Tasks and exercises:
1. Return the section of the Hungry Jack's passage starting at "In 2022 Hungry" and ending at "in bad faith.".
2. According to the Hungry Jack's passage, in which court did McDonald's sue Hungry Jack's over the Big Jack trademark?
>> BEGIN Selected passage
In 2022 Hungry Jack's launched its Jack's Café coffee chain brand as a response to McDonald's McCafé offering.

Big Jack

In mid-2020 the chain introduced the "Big Jack" burger, which is essentially a slightly altered version of the Big King, and similar to McDonald's Big Mac burger. The close similarities in the name, appearance and the marketing of the burger led to McDonald's suing Hungry Jack's in the Federal Court of Australia in August 2020 over trademark infringement, and they sought to cancel Hungry Jack's Big Jack trademark which was filed the previous year. They also accused the company of deliberately copying the ingredients and appearance of the Big Mac in bad faith.

Hungry Jack's argues that the burger's name is simply a play on the company's name and that of its founder Jack Cowin, and that a burger's appearance and composition cannot be protected by a trademark, noting that their product features "common characteristics of hamburgers" sold everywhere. The company eventually released a number of variants of the burger to the range, including a larger version — the Mega Jack, the Outlaw Big Jack (which added bacon and barbeque sauce), and the Chicken Big Jack. The case was expected to return to court in 2021. The burger and all its variants was removed from the menu in late 2021.

Marketing

Logo
The Hungry Jack's logo is still based on the 1994 Burger King logo, despite subsequent revisions to the logo used by Burger King in other markets.
>> END Selected passage
>> BEGIN Supplied information
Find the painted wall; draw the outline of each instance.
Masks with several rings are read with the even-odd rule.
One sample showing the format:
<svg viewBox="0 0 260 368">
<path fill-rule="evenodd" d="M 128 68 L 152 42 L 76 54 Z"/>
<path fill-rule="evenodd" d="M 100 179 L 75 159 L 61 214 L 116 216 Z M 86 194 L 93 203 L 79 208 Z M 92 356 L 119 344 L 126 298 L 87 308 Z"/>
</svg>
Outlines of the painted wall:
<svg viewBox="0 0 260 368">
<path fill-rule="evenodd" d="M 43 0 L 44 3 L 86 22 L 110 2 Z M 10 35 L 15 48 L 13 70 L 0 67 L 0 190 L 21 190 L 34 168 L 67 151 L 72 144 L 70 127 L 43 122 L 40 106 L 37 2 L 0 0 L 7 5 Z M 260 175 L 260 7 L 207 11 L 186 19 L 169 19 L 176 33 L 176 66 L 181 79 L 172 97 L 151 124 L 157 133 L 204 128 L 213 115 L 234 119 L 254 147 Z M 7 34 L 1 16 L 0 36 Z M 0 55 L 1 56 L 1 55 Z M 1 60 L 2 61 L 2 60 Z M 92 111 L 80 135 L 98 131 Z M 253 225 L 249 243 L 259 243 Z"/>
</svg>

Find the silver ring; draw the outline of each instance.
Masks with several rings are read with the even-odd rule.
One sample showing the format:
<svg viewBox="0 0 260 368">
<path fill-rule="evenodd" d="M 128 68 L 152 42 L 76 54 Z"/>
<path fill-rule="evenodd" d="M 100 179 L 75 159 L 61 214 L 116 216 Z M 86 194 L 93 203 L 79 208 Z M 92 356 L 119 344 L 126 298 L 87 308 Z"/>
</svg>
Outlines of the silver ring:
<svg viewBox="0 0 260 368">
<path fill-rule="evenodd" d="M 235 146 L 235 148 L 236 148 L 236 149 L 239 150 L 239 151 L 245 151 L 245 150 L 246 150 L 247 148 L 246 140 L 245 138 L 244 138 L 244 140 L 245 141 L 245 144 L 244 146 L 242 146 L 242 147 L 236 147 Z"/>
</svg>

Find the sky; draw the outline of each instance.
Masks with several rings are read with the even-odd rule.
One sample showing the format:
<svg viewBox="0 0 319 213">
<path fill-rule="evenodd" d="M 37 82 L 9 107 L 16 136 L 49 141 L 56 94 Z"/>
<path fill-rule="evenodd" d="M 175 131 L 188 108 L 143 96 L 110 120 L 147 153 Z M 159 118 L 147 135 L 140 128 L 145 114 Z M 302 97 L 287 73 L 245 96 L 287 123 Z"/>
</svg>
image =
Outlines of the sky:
>> END Supplied information
List of solutions:
1.
In 2022 Hungry Jack's launched its Jack's Café coffee chain brand as a response to McDonald's McCafé offering.

Big Jack

In mid-2020 the chain introduced the "Big Jack" burger, which is essentially a slightly altered version of the Big King, and similar to McDonald's Big Mac burger. The close similarities in the name, appearance and the marketing of the burger led to McDonald's suing Hungry Jack's in the Federal Court of Australia in August 2020 over trademark infringement, and they sought to cancel Hungry Jack's Big Jack trademark which was filed the previous year. They also accused the company of deliberately copying the ingredients and appearance of the Big Mac in bad faith.

2. The Federal Court of Australia.